Genomic Data Leads to Better Understanding of the Genomic Progression of Breast Cancer

Computational and machine learning sift through the vast amounts of data to make more accurate predictions

A transformative recent development in biology has been the systematic collection of massive datasets. These datasets capture the state and physical interactions between molecules such as DNA, RNA, and proteins across hundreds of human tissues. Increasingly, the challenge in biology has therefore become computational; scientists must find ways to best make use of this data to understand human biology and disease. Dr. Serafim Batzoglou, of Stanford University, develops computational and machine learning methods to study biological and genomic data in order to make the most accurate predictions. Dr. Batzoglou hopes to understand the progression of cancer, and specifically breast cancer at the genomic level. Dr. Batzoglou's research has important implications in the diagnoses of cancer and ultimately could aid providers and patients in deciding treatment plans. In addition, his work in population genomics helps enable analyses of massive amounts of human genomes more accurately and rapidly than previously used approaches.

Dr. Batzoglou's research may one day allow providers to distinguish between early tumors that become cancerous from early tumors that seem not to be related to the cancer of the patient. Such a finding, would be an important diagnostic for women with early breast tumors who are facing a choice of whether to undergo mastectomy. Moreover, understanding this early progression is important for therapy: the early stage, where few key mutations in the DNA cause the initial cancer phenotype, is the best place for drugs to target for two reasons: (1) because every single cancer cell in a patient's tissue has these early mutations (they are ancestors to later mutations); (2) because early treatment should in principle be much more likely to be successful and kill all the cancer cells, while later treatments face the issue of multiple variations of cancer cells, some of which may be killed by a treatment, but the others left to proliferate later.

Current research includes:

  • Cancer Genomics: In cancer genomics, Dr. Batzoglou and his team focus on understanding the genomic evolution of cancer. Cancer is a disease of the genome: as cells divide, their genome accumulates mutations, and an unlucky combination of mutations causes a cell to proliferate beyond control. Cells that proliferate get more mutations, that can further increase their ability to grow. This is an evolutionary process. To study this, together with collaborators Dr. Batzoglou collects multiple samples of a tumor, and of normal tissue, from patients who have undergone an operation. Then, researchers reconstruct the cancer genomes in each sample, and develop the computational methods to connect the samples of each patient in an evolutionary tree. This tree summarizes how a tumor evolved within each patient's tissues: how the normal cells first became tumorous, and how the early tumors became cancer and then invasive and metastatic cancer. Understanding which mutations cause each transition is important for diagnosis and treatment.Thus far, Dr. Batzoglou has applied these techniques to a study of six breast cancer patients together with his collaborators Rob West and Arend Sidow from Stanford Pathology, with some fascinating early results.

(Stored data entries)

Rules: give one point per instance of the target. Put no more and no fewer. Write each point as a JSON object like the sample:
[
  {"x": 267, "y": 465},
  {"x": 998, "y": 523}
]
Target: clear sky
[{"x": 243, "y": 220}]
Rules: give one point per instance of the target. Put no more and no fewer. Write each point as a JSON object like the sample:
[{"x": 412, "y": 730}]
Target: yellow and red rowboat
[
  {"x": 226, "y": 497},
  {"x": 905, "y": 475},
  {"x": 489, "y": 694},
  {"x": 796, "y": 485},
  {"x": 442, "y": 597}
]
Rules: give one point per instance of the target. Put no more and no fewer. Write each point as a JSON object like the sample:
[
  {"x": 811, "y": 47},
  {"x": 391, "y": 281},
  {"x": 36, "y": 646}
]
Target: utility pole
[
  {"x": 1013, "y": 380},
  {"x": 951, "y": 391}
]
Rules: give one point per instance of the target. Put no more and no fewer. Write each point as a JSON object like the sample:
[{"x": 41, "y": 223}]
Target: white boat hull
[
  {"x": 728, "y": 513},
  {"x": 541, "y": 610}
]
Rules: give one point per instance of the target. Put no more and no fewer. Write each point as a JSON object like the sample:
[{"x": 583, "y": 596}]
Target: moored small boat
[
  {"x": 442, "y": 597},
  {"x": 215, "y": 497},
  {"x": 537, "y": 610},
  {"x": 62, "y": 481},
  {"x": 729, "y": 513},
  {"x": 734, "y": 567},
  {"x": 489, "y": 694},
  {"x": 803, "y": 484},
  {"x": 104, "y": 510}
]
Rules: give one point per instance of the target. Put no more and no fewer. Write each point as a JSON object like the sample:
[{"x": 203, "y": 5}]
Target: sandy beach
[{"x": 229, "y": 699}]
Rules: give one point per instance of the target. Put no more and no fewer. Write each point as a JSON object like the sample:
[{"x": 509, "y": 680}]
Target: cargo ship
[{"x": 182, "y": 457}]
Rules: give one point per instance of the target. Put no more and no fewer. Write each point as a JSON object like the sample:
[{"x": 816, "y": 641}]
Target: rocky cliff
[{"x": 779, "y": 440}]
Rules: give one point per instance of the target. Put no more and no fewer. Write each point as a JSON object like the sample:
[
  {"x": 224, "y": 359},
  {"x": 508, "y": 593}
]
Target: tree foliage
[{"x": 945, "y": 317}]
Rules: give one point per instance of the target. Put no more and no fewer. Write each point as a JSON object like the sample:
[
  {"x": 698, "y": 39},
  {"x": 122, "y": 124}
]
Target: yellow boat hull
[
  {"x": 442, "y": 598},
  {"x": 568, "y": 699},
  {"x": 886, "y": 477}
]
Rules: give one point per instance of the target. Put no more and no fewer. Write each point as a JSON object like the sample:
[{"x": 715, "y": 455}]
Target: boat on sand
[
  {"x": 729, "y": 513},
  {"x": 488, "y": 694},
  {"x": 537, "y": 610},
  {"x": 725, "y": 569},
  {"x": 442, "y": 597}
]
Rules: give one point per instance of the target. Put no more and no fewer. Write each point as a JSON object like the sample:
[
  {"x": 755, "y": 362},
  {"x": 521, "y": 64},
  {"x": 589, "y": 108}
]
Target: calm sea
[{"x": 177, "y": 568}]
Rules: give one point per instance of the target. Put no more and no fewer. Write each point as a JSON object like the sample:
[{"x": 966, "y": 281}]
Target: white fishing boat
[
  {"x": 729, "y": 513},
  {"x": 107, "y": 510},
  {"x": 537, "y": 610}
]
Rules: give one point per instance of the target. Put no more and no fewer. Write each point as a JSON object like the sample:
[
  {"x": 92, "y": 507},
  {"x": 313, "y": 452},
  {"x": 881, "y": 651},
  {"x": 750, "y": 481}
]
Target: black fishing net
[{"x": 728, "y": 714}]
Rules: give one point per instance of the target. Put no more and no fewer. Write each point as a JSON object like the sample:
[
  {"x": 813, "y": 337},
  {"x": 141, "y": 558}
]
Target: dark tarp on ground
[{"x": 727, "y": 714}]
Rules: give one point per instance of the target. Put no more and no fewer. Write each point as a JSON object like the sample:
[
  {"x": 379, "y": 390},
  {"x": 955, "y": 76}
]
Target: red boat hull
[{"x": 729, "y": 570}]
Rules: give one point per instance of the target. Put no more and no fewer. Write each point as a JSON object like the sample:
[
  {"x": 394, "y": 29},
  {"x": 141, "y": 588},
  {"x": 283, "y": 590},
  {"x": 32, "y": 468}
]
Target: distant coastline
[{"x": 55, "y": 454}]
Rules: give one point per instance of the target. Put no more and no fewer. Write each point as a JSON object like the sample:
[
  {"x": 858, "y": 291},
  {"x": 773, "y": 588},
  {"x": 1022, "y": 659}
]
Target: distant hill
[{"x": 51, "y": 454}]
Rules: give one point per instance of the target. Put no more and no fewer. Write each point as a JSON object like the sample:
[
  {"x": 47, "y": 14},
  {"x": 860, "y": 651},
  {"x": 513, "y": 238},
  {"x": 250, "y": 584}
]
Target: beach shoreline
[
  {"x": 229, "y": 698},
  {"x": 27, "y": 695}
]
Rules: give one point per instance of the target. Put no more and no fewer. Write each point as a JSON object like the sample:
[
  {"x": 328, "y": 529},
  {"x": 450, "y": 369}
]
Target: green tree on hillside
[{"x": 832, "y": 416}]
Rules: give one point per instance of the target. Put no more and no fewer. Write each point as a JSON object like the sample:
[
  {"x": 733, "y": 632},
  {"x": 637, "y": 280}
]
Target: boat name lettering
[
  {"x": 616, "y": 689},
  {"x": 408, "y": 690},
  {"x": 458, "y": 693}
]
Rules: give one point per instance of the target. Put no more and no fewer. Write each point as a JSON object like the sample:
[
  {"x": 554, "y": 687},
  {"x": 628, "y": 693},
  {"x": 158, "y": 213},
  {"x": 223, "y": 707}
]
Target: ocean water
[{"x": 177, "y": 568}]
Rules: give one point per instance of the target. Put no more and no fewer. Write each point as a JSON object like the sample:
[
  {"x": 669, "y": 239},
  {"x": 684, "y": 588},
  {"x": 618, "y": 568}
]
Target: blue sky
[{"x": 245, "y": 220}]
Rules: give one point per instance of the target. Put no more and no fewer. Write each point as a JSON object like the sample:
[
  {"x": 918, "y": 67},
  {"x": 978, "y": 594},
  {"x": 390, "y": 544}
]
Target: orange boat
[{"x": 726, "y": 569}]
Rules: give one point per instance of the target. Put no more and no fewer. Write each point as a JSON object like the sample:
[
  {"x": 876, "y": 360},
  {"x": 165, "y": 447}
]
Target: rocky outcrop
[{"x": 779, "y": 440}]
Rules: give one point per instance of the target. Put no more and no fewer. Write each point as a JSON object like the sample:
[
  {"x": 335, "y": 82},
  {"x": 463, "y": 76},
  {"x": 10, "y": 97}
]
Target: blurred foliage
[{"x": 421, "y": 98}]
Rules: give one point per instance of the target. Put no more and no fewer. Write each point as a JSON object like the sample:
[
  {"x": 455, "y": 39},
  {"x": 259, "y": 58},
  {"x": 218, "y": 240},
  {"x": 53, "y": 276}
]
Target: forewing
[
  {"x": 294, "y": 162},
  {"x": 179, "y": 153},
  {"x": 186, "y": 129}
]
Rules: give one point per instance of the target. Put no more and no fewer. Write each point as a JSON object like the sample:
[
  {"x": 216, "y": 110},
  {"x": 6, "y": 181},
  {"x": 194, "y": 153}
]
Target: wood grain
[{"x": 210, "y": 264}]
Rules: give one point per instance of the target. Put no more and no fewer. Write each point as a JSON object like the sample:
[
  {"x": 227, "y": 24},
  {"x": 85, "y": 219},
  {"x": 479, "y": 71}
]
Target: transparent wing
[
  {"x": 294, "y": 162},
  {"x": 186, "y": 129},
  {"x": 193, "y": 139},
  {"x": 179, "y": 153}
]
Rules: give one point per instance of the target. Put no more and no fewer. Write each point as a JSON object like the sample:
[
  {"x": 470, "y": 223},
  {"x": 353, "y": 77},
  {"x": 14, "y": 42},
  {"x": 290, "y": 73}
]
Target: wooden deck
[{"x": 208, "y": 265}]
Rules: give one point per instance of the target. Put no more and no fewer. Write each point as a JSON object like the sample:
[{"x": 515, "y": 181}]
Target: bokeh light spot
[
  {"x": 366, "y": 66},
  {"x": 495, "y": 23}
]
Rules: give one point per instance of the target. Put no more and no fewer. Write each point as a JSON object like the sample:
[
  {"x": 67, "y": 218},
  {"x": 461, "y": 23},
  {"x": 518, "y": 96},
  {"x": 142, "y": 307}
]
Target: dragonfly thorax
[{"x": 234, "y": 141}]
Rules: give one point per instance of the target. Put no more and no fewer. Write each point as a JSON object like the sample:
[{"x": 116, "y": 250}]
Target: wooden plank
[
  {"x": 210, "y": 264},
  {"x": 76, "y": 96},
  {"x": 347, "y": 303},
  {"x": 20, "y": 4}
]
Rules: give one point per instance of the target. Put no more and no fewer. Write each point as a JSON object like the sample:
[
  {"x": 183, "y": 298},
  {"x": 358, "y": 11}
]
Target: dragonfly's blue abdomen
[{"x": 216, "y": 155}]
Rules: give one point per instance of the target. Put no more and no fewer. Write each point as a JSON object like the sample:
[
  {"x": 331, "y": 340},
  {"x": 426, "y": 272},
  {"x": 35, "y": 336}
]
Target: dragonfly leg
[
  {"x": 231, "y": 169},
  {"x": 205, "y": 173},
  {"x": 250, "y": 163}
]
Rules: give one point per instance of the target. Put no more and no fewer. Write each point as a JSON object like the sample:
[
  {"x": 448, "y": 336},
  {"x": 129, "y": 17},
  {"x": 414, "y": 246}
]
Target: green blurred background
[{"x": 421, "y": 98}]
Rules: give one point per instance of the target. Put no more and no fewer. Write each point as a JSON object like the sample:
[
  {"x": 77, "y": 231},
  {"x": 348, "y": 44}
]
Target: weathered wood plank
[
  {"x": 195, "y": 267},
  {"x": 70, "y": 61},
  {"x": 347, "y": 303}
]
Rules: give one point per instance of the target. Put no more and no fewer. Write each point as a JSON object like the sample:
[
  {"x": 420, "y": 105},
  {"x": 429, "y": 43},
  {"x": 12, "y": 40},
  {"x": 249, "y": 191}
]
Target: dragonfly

DESCRIPTION OF THE TASK: Write the next part of the article on the genomic progression of breast cancer, picking up after its final sentence.

RESPONSE AREA:
  • Population Genomics: Dr. Batzoglou develops computational methods that rapidly analyze massive numbers of human genomes to (1) predict all the variation within the genomes, and (2) find all the segments that are shared across individuals through familial descent. As the scientific community is moving from a few human genomes available a few years ago, to about 100,000 in 2015, to millions in a few years, the methodologies that Dr. Batzoglou develops are necessary to be able to analyze such volumes of data.


Serafim Batzoglou received his B.S. in Mathematics, B.S. in Computer Science, and M.Eng. in Electrical Engineering and Computer Science from MIT in 1996. He received his Ph.D. in Computer Science under the supervision of Professor Bonnie Berger and co-supervision of Professor Eric Lander from MIT in 2000. He was a research scientist at MIT's Whitehead Institute in 2000-2001, and joined Stanford University's Department of Computer Science in 2001, where he has been an Assistant Professor until 2008, and an Associate Professor since 2008. He is the recipient of the Alfred P. Sloan Fellowship, the NSF CAREER Award, and was named one of the top 100 Young Technology Innovators by MIT's Technology Review Magazine in 2003. In addition to his academic career, Dr. Batzoglou is a co-founder and scientific advisor at DNAnexus, and a member of the scientific advisory boards of 23andMe and Eve Biomedical.

As a young child, growing up in Greece, Dr. Batzoglou enjoyed watching Carl Sagan's Cosmos series on TV. He was fascinated by the discoveries about the universe and knew he wanted to be a part of it. As he continued his studies, he found that he especially enjoyed math. When he started college, he wanted to study either physics or artificial intelligence, in order to understand either the universe or the human mind. As a senior, he took a class in computational biology and found that computational genomics was the perfect place to continue his professional career. Dr. Batzoglou now applies math, computer science, and artificial intelligence to the study of genomic and biological data. In his free time, Dr. Batzoglou enjoys spending time with friends, traveling, and watching movies.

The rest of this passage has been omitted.